§ Extract
— Start —
Tag Archives: wildlife

The garden at Greendale #14

Bruce with some of his ladies

If you choose to live on the edge of a national forest on a hectare of land, you’ll be visited by wildlife. There was a resident mob of kangaroos in the valley which went from property to property keeping the grass down and fertilising. We saw them often, at any time of day or evening. And sometimes we didn’t see them at all.

I took one memorable picture quite early in our tenure. I knew the roos were close to the house, so I fetched my camera and walked around the corner to where the front patio would be. The alpha buck and his ladies were right there in front of me. He stood up with a surprised look on his face but he didn’t react, although a couple (not all) of the ladies bolted. I backed off quietly and took a few pictures, then left them to it. The alpha male (we called him Bruce) was enormous. He stood well over six feet, with an upper body Arnie would have envied. I have never seen a bigger buck.

This was taken just outside the kitchen

The nice thing about the roos was that, although wild, they were comfortable with people, and behaved completely naturally. Mums would let their joeys out for a run around and I saw one mum refuse to let a joey that panicked at the sight of me, back into the pouch. I wasn’t a threat.

The young bucks would practice fighting, and check on the girls to see if they could have a quickie while the boss buck was away. They would lounge on the grass, relax in the shade, and generally be kangaroos.
— End —
§ Source material
— Start —
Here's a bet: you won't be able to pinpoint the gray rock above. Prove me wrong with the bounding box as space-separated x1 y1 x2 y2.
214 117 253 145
— End —
§ Exercise details
Write what comes next in the piece about the kangaroos at Greendale, starting after its final sentence.

§ Solved problem
This is a large buck, on his own and working up to being a challenger to the alpha

The Wombat State Forest was home to wombats (I saw one crossing the road once) but we didn’t see them much. We had possums, both brushtail and ringtail, and we saw the occasional koala. We heard them more often, the big males growling from the forest above our house. Here’s what they sound like.

But apart from the roos, the most abundant critters were birds. Sulphur-crested cockatoos in their thousands called the Wombat Forest home. We would see them in the early morning, warming up their wings in raucous groups, planning their day. In the evening, they would perch up in the highest trees to catch the last of the sun before they went off for a last noisy fly-around before they settled down in the trees to roost. They’re lovely birds living to a ripe old age of 50+ years in the wild, but they are big, loud, and destructive. They are the bush’s native tip pruners, and they love soft wood like western red cedar window frames. They didn’t mind a bite of treated pine, either, so we didn’t encourage them too much.

A squadron (just one) of cockatoos doing a warm-up run

Gang gangs. The male has the distinctive red head

Gang-gangs visited in the Summer, obvious by their distinctive call which sounds like a creaking gate. And, of course, pink and grey galahs. They loved lining up on the power lines on the road and performing acrobatics. We also had heaps of crimson rosellas. They loved the purple wisteria, but weren’t so much interested in the white one. They also loved the catkins on the silver birches.

The rosellas loved the purple wisteria

This young rosella is enjoying catkins on the silver birches in the rain. They go red as they age

Of course we had magpies. They very quickly learned we were friends. They nested in the three gums near the dam, and popped in for snacks at a feeder table we set up just outside the kitchen. Kookaburras visited, too. When we replaced the washing line with a rotary hoist, they liked to sit on the central high point. A few birds quite liked sitting on the hoist’s arms and going for a ride in the breeze.

The little birds, in particular, loved our garden because we had so many dense bushes. Superb blue wrens nested in a number of places, including the shade house. A blackbird set up in there, too.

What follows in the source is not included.